YOUR INSTRUCTIONS>
Please repeat the records exactly from their first line, finishing at the line containing "positive clicks: (1066, 737) (942, 783)" and including it.

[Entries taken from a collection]
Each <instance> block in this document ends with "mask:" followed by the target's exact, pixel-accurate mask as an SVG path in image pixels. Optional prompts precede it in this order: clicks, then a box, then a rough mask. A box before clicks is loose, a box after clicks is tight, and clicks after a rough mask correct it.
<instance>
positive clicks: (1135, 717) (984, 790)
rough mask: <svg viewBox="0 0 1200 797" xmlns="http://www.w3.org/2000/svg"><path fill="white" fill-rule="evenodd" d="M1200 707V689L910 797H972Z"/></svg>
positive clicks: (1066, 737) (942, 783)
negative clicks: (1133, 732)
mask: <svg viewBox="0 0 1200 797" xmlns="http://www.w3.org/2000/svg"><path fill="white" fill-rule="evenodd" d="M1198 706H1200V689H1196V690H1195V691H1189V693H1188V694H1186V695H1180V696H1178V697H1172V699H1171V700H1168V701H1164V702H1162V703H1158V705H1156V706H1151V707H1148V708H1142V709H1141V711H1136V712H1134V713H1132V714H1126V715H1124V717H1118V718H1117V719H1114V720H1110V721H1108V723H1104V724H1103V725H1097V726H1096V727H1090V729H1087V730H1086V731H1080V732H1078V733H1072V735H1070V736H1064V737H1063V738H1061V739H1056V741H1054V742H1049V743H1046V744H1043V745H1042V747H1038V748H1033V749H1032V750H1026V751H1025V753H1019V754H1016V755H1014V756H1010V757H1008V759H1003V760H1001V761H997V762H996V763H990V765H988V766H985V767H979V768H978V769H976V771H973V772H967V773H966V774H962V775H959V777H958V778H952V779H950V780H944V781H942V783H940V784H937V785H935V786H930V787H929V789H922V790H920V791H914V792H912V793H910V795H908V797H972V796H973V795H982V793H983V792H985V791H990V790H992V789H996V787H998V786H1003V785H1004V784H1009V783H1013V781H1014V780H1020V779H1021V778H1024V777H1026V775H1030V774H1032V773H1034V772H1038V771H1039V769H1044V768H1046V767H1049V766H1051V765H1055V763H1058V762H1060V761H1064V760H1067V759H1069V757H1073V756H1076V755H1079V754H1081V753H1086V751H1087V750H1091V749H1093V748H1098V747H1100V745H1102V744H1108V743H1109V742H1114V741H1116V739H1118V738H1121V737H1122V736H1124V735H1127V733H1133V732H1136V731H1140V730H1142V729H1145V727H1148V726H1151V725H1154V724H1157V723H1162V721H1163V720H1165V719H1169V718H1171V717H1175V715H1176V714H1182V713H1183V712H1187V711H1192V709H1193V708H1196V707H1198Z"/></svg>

ANSWER TO THIS TASK>
Each <instance> block in this document ends with "mask:" followed by the target's exact, pixel-accurate mask as an SVG path in image pixels. Optional prompts precede it in this order: clicks, then a box, then a rough mask. A box before clicks is loose, a box after clicks is tight, and clicks after a rough mask correct it.
<instance>
positive clicks: (1135, 717) (984, 790)
rough mask: <svg viewBox="0 0 1200 797" xmlns="http://www.w3.org/2000/svg"><path fill="white" fill-rule="evenodd" d="M1200 707V689L910 797H972Z"/></svg>
positive clicks: (1066, 737) (942, 783)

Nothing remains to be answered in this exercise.